» **THE INPUT**

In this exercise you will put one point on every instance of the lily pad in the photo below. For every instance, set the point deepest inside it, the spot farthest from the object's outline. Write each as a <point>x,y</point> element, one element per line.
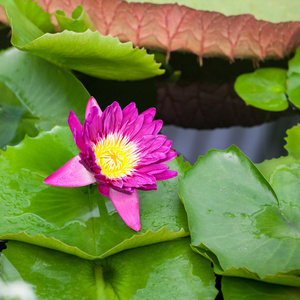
<point>264,88</point>
<point>272,10</point>
<point>246,289</point>
<point>88,52</point>
<point>79,22</point>
<point>267,167</point>
<point>168,269</point>
<point>77,220</point>
<point>35,94</point>
<point>238,221</point>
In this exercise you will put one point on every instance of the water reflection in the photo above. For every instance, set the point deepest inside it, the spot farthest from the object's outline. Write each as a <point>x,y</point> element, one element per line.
<point>260,142</point>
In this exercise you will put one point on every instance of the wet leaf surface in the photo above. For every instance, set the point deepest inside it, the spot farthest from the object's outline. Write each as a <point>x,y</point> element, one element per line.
<point>169,269</point>
<point>241,222</point>
<point>77,220</point>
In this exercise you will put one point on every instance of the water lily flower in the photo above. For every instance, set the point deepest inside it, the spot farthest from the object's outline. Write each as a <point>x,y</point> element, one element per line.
<point>121,151</point>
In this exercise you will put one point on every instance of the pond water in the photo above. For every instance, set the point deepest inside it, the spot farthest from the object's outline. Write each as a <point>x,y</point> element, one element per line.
<point>259,142</point>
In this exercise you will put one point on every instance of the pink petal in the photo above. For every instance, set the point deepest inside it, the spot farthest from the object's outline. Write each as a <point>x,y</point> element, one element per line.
<point>103,190</point>
<point>166,175</point>
<point>71,174</point>
<point>74,122</point>
<point>127,205</point>
<point>91,103</point>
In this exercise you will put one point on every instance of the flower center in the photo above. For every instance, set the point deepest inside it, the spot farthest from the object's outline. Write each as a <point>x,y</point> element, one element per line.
<point>116,156</point>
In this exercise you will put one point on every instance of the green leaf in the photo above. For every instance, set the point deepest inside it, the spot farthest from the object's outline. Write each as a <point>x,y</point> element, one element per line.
<point>264,89</point>
<point>246,289</point>
<point>161,271</point>
<point>293,86</point>
<point>293,141</point>
<point>272,10</point>
<point>267,167</point>
<point>293,89</point>
<point>88,52</point>
<point>294,63</point>
<point>238,221</point>
<point>77,220</point>
<point>34,95</point>
<point>79,22</point>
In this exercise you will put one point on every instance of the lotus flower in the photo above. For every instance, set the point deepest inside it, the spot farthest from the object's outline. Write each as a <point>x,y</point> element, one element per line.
<point>121,151</point>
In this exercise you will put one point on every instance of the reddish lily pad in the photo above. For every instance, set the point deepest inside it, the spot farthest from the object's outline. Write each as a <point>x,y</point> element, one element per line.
<point>77,220</point>
<point>88,52</point>
<point>173,27</point>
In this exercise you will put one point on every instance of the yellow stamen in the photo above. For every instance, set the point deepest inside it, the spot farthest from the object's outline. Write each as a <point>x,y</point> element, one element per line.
<point>116,156</point>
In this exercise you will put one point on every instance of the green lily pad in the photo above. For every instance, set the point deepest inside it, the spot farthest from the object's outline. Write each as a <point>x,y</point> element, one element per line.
<point>238,221</point>
<point>77,220</point>
<point>267,167</point>
<point>35,94</point>
<point>160,271</point>
<point>264,89</point>
<point>79,22</point>
<point>88,52</point>
<point>293,141</point>
<point>246,289</point>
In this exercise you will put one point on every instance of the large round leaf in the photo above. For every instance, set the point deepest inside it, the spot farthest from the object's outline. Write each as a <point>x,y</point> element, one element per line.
<point>264,89</point>
<point>166,270</point>
<point>246,289</point>
<point>77,220</point>
<point>35,94</point>
<point>88,52</point>
<point>267,167</point>
<point>238,221</point>
<point>271,10</point>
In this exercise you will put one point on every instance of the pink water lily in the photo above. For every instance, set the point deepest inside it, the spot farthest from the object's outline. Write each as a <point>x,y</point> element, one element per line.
<point>121,151</point>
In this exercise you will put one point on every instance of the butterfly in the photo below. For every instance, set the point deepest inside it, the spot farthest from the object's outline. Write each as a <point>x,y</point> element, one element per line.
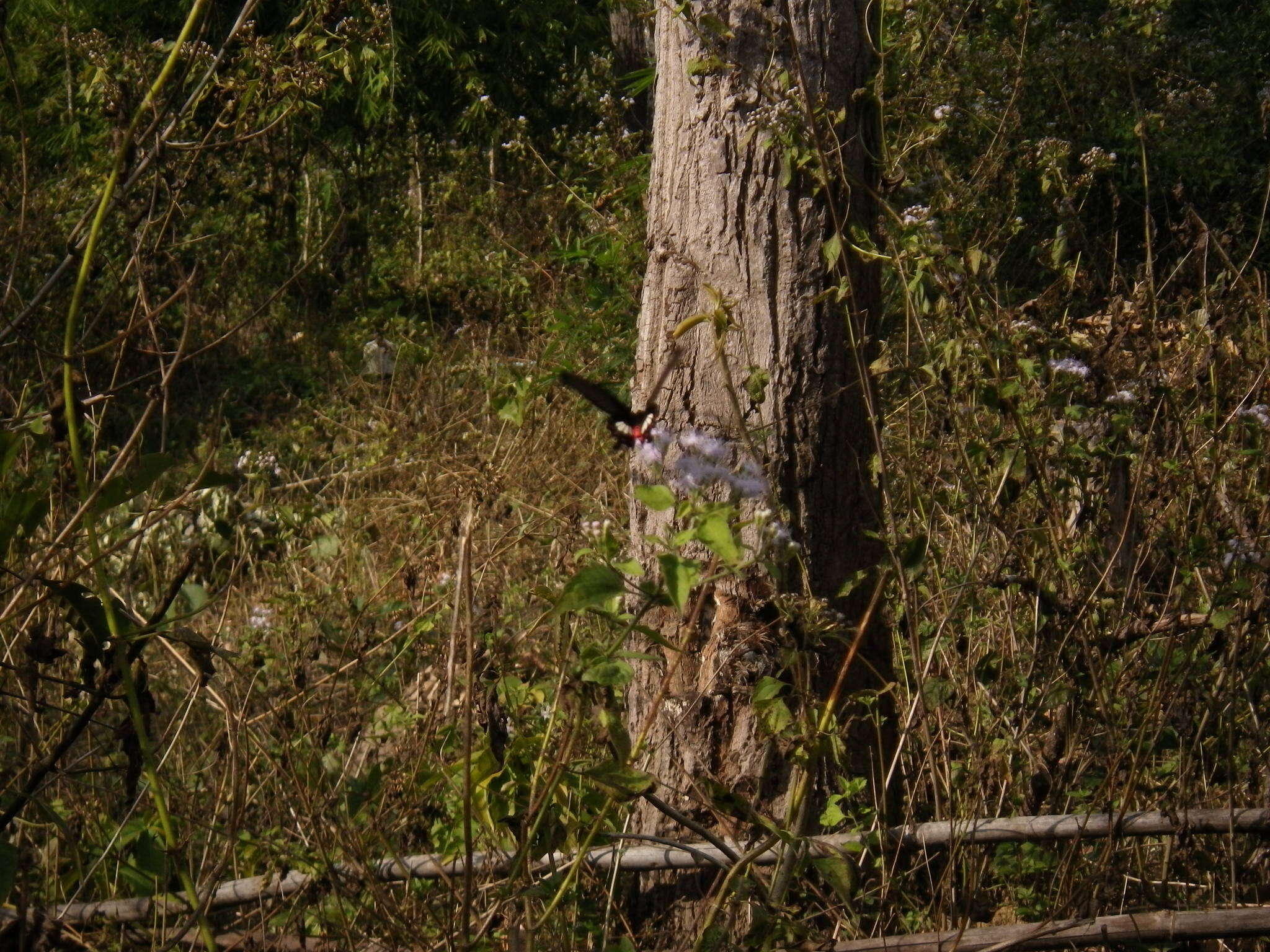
<point>630,428</point>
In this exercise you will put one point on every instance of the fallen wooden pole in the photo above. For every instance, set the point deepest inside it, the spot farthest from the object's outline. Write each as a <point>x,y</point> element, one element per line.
<point>690,856</point>
<point>1072,933</point>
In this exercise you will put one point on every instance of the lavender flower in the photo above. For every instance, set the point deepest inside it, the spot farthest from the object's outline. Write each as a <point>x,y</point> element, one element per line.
<point>704,444</point>
<point>1258,412</point>
<point>1070,366</point>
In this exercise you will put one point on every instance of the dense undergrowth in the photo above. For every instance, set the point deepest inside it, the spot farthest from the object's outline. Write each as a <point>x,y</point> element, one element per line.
<point>1072,374</point>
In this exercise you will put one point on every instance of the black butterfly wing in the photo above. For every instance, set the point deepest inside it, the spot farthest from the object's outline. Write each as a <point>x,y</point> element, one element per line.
<point>601,399</point>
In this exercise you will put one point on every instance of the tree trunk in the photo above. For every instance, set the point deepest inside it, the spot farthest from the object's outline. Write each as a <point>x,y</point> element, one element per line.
<point>728,214</point>
<point>630,31</point>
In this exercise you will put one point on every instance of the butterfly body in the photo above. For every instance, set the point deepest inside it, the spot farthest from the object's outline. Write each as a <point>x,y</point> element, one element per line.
<point>630,428</point>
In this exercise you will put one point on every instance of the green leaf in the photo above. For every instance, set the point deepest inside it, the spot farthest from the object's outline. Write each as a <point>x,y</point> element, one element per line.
<point>591,587</point>
<point>512,409</point>
<point>20,513</point>
<point>610,673</point>
<point>832,249</point>
<point>716,532</point>
<point>912,555</point>
<point>654,637</point>
<point>756,384</point>
<point>9,446</point>
<point>840,874</point>
<point>832,814</point>
<point>326,547</point>
<point>195,594</point>
<point>127,485</point>
<point>362,790</point>
<point>768,689</point>
<point>1221,619</point>
<point>657,498</point>
<point>619,736</point>
<point>774,714</point>
<point>86,611</point>
<point>681,575</point>
<point>625,781</point>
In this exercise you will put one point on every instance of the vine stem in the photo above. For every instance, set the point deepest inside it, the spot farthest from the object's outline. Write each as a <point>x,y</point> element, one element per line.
<point>172,842</point>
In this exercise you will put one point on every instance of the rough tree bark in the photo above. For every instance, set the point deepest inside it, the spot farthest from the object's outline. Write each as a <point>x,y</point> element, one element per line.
<point>726,215</point>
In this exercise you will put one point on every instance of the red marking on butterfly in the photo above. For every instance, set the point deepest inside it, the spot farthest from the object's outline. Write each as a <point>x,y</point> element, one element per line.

» **WHAT YOU ARE ASKED TO DO**
Print nothing but the lines from the line with "of the rough" to the last line of the records above. Both of those lines count.

» **ANSWER FOR THIS EXERCISE**
In this exercise you will put one point on every instance of the rough tree bark in the photo above. For every instance, set the point deepest inside it, the spot farthest from the object's outline. Write each as a <point>x,y</point> element, one element per line.
<point>726,215</point>
In this exercise you will put one point on every instance of the red marking on butterfly in the photo above. For every instance, set the point deepest inside it, the spot farthest from the object's outline. Write each as a <point>x,y</point> element, one element per line.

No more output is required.